Your goal - Of the material below, only the lines from the line containing "sample for one instance: <point>99,331</point>, one" down to the line containing "point at the yellow flower" belong in the answer, written out exactly.

Data for analysis -
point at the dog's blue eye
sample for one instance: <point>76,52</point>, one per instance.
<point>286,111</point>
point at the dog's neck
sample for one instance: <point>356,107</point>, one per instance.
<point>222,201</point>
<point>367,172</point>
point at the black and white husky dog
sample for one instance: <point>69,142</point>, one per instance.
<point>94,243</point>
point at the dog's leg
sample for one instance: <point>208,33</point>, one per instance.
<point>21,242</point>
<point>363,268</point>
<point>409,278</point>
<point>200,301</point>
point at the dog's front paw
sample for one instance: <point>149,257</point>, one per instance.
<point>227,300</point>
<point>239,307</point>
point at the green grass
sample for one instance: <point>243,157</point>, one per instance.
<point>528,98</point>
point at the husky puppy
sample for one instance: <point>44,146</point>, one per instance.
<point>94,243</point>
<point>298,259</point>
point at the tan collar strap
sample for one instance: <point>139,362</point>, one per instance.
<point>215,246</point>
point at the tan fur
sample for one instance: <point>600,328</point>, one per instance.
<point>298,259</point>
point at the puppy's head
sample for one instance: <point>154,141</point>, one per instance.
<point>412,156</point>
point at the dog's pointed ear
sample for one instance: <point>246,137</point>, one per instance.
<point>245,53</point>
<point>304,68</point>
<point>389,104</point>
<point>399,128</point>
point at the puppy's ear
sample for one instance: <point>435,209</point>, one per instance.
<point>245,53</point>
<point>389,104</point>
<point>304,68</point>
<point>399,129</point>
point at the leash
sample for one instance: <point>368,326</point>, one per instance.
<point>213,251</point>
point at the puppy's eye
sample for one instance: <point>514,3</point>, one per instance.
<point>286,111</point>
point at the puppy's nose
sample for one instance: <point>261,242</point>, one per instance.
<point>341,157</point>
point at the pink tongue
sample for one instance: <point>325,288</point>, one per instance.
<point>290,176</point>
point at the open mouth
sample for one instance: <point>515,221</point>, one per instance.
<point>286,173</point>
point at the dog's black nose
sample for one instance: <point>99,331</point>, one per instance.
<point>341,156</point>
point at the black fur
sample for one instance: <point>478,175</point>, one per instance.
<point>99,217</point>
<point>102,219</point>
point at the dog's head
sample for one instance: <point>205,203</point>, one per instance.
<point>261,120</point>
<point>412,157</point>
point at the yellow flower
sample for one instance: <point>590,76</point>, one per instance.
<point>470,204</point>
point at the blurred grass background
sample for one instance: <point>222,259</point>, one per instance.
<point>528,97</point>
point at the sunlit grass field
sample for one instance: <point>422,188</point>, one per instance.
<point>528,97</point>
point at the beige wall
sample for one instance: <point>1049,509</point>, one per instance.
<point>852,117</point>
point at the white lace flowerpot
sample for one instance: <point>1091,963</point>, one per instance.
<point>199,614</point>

Exercise answer -
sample for one instance: <point>99,331</point>, one per instance.
<point>341,156</point>
point at the black fur
sample for one instance: <point>478,175</point>, one per instance.
<point>99,217</point>
<point>102,219</point>
point at the dog's head
sample for one instance: <point>205,203</point>, one per instance.
<point>261,120</point>
<point>412,157</point>
point at the yellow flower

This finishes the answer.